• [What is being asked]
Look through the entries below. Report each line that has the word "navy" in it.

• [Supplied material]
%%
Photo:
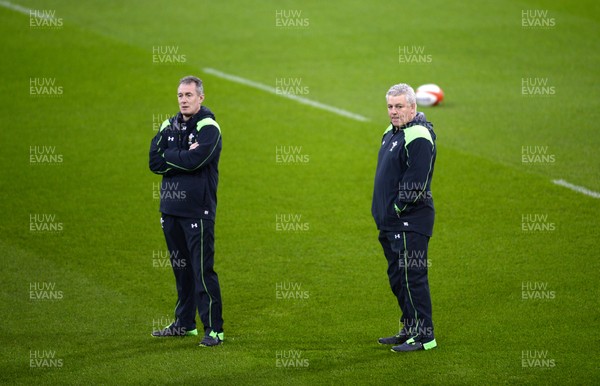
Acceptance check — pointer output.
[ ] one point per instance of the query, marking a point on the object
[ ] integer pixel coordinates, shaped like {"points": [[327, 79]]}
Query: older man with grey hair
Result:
{"points": [[404, 213]]}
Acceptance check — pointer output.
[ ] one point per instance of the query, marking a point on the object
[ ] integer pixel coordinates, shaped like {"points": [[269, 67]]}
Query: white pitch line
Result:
{"points": [[273, 90], [23, 10], [577, 188]]}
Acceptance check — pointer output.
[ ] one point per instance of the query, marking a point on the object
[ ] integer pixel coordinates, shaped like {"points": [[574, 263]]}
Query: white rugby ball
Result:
{"points": [[429, 95]]}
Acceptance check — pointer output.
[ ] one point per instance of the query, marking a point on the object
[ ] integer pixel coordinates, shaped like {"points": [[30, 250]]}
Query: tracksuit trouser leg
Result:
{"points": [[191, 247], [406, 254]]}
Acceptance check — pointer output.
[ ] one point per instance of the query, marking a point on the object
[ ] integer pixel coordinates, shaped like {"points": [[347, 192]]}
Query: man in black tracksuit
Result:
{"points": [[403, 211], [186, 153]]}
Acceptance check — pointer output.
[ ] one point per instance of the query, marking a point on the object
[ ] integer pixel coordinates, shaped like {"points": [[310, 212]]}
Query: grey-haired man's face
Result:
{"points": [[189, 100], [400, 111]]}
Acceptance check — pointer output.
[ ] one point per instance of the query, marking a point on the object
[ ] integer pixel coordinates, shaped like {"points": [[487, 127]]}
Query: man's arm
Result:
{"points": [[158, 164], [413, 187], [200, 154]]}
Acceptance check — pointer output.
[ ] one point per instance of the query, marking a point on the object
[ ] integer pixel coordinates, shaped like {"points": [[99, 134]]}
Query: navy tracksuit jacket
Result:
{"points": [[188, 205], [403, 211]]}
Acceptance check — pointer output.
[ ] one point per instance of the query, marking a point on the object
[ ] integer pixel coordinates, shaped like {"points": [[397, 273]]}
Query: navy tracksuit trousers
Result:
{"points": [[191, 248], [406, 253]]}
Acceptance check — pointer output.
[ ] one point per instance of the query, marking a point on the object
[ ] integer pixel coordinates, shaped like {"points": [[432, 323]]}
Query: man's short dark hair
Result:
{"points": [[193, 79]]}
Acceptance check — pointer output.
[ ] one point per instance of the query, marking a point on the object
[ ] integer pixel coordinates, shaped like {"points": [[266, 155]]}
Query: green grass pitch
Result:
{"points": [[514, 257]]}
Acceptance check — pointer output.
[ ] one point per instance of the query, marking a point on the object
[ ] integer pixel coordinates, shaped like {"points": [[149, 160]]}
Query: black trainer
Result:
{"points": [[396, 339], [211, 339], [174, 331]]}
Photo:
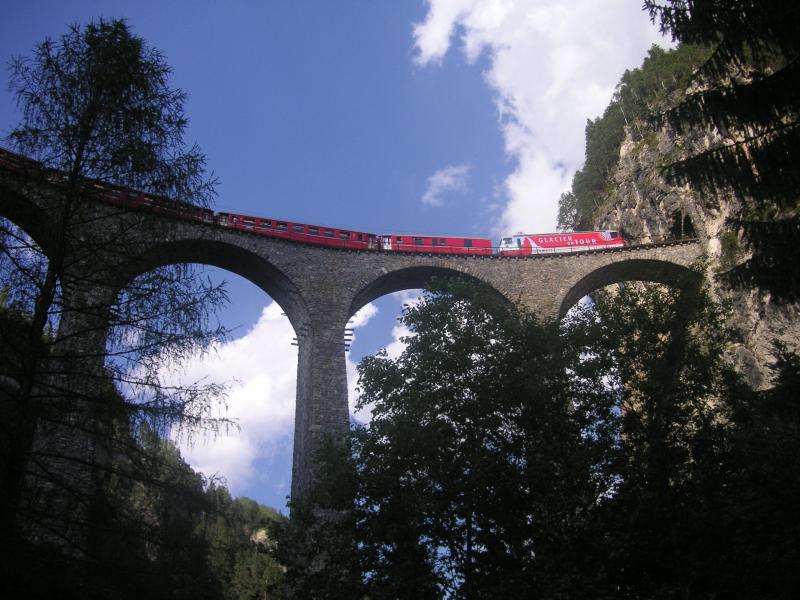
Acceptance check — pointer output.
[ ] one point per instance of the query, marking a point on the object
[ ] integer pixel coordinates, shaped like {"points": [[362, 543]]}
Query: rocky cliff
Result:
{"points": [[645, 207]]}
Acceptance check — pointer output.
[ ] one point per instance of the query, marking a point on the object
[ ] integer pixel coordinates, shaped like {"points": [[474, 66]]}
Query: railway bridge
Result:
{"points": [[318, 288]]}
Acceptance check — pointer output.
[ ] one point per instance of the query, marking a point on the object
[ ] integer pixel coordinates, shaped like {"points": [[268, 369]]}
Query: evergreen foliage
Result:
{"points": [[96, 106], [662, 74], [747, 90], [616, 455]]}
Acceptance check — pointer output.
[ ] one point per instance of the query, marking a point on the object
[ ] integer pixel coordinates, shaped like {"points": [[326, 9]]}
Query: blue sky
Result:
{"points": [[423, 116]]}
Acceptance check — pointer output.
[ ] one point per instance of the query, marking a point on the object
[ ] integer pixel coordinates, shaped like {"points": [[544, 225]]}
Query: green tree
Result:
{"points": [[747, 90], [640, 92], [97, 109], [616, 455]]}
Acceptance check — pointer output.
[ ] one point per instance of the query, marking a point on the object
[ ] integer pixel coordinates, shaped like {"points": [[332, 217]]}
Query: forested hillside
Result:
{"points": [[632, 181]]}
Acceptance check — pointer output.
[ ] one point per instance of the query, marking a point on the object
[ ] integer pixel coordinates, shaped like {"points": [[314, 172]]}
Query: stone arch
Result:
{"points": [[230, 257], [28, 217], [409, 278], [655, 271]]}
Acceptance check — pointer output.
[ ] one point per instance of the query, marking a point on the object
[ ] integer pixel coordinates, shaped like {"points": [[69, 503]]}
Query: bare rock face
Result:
{"points": [[646, 208]]}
%%
• [The completed task]
Query: navy tracksuit jacket
Query: navy tracksuit trousers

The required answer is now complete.